• **Text to read**
□ □ □ □ □
When Congress created the Roth 401(k) back in 2001, hardly anyone, including your clients, probably noticed or even cared. Financial advisors and investors were far more excited about the other goodies that the 2001 tax act delivered. However, it's probably time for everyone to sit up and take notice. Beginning in January, workplaces can begin offering a Roth 401(k) alongside traditional 401(k) plans.

When Congress created the Roth 401(k) back in 2001, hardly anyone, including your clients, probably noticed or even cared. Financial advisors and investors were far more excited about the other goodies that the 2001 tax act delivered.

However, it's probably time for everyone to sit up and take notice. Beginning in January, workplaces can begin offering a Roth 401(k) alongside traditional 401(k) plans. How many investors and employers will embrace this latest way to save for retirement remains an open question, but the Roth offers numerous benefits for the right clients.

For advisors, too, there are benefits. “Brokers can use the Roth 401(k) as a door opener for new business opportunities,” says Barry Milberg, a pension compliance expert and founder of ERISA Expertise in Blue Bell, Pa., which has developed a series of Roth 401(k) tools for advisors, employees and plan service providers.

The Candidates

Among the investors who will benefit most from the Roth 401(k) are affluent Americans, who have always been excluded from the Roth IRA party. A married couple filing a joint tax return is prohibited from contributing to a Roth IRA if their adjusted gross income exceeds $160,000. A single person's adjusted gross income can't exceed $110,000. The Roth 401(k), however, makes no income distinctions.

Entry-level employees and others making modest salaries could also be thrilled with the Roth 401(k). And here's why: During recent years, the tax code has obviously grown more generous. Standard deductions, tax credits and large personal exemptions have wiped out federal income taxes for some low and middle-income households. A married couple making $40,000 with two children, for example, would have paid no federal taxes in 2004. Getting an upfront tax break for contributions into a traditional 401(k) won't mean anything if someone's tax bill is nil. Better to stuff the money in a Roth IRA or Roth 401(k).
□ □ □ □ □
• **Task list**
A – In the Roth 401(k) text, what adjusted gross income bars a married couple filing jointly from contributing to a Roth IRA?
B – Find each line in the entries that contains the string "bare", matching case exactly.
The Roth 401(k) text and the entries don't share a source.

• **Information shown**
□ □ □ □ □
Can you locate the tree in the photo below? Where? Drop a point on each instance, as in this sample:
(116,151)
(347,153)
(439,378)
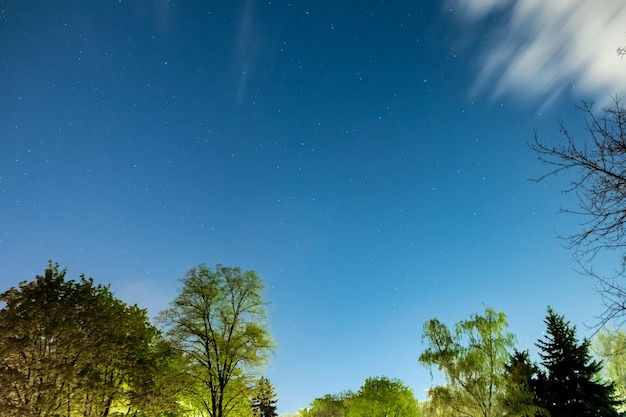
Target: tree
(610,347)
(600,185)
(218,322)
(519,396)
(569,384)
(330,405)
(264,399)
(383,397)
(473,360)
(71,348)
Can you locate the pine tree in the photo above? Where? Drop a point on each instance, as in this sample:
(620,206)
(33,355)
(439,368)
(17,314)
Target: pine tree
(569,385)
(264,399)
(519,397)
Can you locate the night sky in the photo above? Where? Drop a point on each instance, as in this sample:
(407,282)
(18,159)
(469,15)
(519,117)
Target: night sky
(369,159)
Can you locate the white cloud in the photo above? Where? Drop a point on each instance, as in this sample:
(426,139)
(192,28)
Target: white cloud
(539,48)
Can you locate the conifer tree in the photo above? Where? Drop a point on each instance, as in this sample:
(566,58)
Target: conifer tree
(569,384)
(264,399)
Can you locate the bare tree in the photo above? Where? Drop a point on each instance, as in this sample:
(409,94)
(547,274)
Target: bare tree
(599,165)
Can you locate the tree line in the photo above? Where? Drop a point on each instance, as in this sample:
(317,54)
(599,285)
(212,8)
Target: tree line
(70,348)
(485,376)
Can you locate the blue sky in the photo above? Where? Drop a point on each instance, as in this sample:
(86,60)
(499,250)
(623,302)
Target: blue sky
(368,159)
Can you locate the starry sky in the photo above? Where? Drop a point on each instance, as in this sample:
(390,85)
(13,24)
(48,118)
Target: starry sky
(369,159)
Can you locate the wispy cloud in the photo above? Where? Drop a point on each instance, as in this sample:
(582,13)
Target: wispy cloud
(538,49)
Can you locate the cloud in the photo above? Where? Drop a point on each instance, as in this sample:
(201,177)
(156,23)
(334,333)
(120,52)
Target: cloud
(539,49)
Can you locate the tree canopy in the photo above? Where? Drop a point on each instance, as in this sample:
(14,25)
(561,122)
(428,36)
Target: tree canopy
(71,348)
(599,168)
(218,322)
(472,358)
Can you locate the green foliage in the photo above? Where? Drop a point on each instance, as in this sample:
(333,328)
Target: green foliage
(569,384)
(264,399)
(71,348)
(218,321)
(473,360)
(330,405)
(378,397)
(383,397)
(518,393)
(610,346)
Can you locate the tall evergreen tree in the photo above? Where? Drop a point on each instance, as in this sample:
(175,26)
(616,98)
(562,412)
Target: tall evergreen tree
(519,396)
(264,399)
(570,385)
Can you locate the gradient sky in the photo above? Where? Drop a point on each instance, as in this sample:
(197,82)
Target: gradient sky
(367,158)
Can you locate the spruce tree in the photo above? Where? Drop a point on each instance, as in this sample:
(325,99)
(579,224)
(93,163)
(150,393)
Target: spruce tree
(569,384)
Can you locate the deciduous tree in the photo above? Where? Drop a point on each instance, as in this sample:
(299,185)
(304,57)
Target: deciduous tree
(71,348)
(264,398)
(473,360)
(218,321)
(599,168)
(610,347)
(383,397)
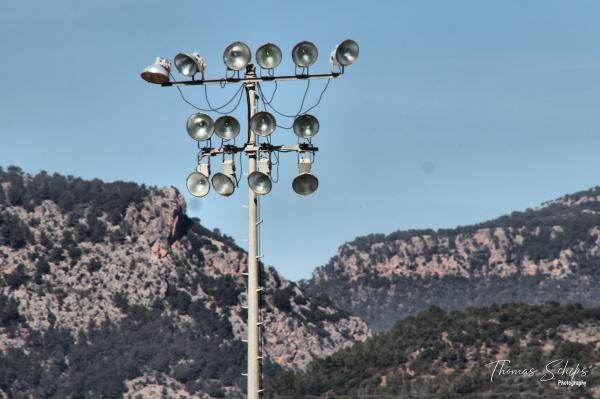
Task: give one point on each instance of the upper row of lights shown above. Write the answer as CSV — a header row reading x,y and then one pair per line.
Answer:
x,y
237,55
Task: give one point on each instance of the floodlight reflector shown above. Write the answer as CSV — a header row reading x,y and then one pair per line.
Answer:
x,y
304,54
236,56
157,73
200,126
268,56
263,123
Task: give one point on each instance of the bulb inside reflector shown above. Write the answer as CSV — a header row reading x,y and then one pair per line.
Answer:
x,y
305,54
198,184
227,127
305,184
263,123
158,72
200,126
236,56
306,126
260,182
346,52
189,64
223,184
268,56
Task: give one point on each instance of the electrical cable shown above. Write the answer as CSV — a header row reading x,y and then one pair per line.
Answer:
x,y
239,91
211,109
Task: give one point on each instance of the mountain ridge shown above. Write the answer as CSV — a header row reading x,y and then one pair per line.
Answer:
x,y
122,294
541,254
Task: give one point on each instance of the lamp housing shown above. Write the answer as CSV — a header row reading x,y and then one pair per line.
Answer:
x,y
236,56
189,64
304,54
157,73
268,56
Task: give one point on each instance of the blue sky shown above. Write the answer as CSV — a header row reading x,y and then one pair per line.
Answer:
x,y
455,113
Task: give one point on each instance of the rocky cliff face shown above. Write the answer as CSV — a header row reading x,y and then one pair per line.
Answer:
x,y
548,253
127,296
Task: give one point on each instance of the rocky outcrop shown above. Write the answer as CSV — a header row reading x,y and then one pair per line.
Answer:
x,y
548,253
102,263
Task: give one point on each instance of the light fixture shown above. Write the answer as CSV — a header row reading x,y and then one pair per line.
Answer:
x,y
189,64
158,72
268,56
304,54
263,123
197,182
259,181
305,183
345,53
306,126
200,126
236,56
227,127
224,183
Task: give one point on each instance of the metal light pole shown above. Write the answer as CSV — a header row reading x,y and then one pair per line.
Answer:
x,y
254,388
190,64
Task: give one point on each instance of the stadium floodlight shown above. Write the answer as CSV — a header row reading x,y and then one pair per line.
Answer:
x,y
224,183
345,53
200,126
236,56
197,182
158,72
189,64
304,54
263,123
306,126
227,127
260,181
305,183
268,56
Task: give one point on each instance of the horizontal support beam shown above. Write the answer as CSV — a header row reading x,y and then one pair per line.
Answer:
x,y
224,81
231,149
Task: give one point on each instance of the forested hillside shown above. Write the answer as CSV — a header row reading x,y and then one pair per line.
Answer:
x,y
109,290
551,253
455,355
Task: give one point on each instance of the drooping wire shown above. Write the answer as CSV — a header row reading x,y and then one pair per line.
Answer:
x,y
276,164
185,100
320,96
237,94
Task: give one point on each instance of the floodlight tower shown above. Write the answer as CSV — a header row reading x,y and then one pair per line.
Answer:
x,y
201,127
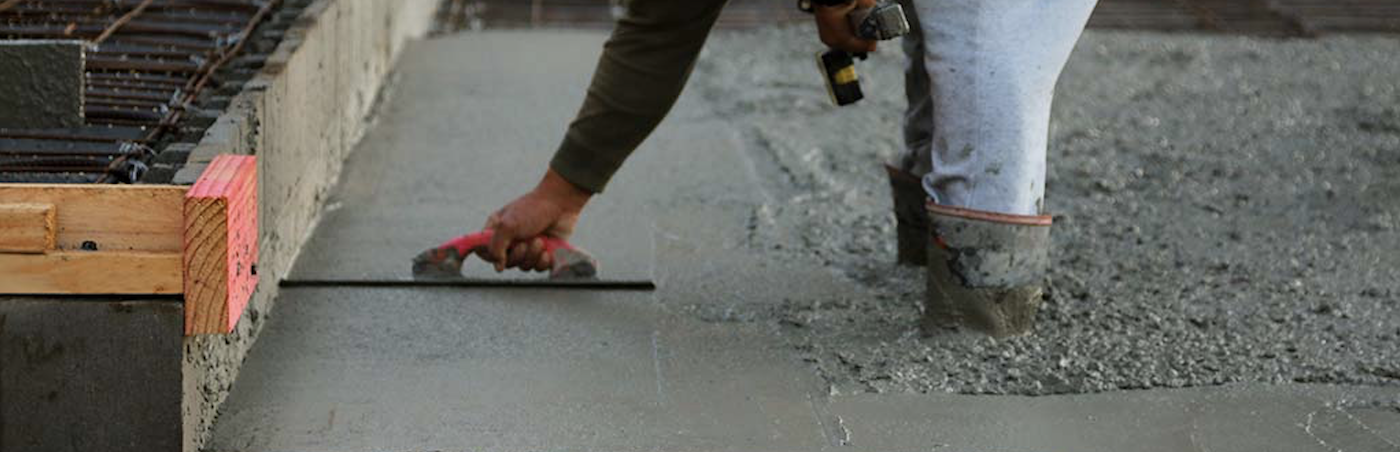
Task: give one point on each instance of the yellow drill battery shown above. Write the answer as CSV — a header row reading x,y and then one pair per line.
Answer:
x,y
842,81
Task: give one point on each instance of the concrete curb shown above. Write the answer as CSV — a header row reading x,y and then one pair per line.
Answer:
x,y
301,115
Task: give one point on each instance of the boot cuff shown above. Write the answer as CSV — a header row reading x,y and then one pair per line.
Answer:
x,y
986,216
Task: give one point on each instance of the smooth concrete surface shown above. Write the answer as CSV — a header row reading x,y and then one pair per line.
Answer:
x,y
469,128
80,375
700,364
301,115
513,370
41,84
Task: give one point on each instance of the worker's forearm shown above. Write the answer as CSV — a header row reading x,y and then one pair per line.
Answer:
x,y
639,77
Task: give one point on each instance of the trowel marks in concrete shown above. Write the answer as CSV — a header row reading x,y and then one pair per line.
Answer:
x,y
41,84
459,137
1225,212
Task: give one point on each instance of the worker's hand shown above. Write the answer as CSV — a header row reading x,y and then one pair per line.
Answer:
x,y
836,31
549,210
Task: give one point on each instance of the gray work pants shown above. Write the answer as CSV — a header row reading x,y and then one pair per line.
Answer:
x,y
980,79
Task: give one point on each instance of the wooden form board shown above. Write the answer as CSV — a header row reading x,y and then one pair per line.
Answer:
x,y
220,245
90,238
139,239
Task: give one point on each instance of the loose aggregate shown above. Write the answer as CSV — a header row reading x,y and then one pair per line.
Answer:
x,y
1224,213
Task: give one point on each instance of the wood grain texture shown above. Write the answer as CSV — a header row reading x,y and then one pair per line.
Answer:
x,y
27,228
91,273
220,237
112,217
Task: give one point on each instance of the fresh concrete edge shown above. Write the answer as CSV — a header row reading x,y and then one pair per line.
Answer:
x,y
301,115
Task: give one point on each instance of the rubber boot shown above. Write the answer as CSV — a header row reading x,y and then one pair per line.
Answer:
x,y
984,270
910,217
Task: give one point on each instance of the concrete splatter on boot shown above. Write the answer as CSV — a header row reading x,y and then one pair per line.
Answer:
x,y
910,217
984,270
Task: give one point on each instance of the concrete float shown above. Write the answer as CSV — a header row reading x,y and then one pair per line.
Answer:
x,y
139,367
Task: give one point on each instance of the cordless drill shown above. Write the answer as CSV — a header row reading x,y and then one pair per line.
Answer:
□ □ □ □ □
• **Exercise responses**
A – Income over $160,000.

B –
Can you locate the bare tree in the photo above? Where? Drop a point on each instance, as in this sample:
Target: bare tree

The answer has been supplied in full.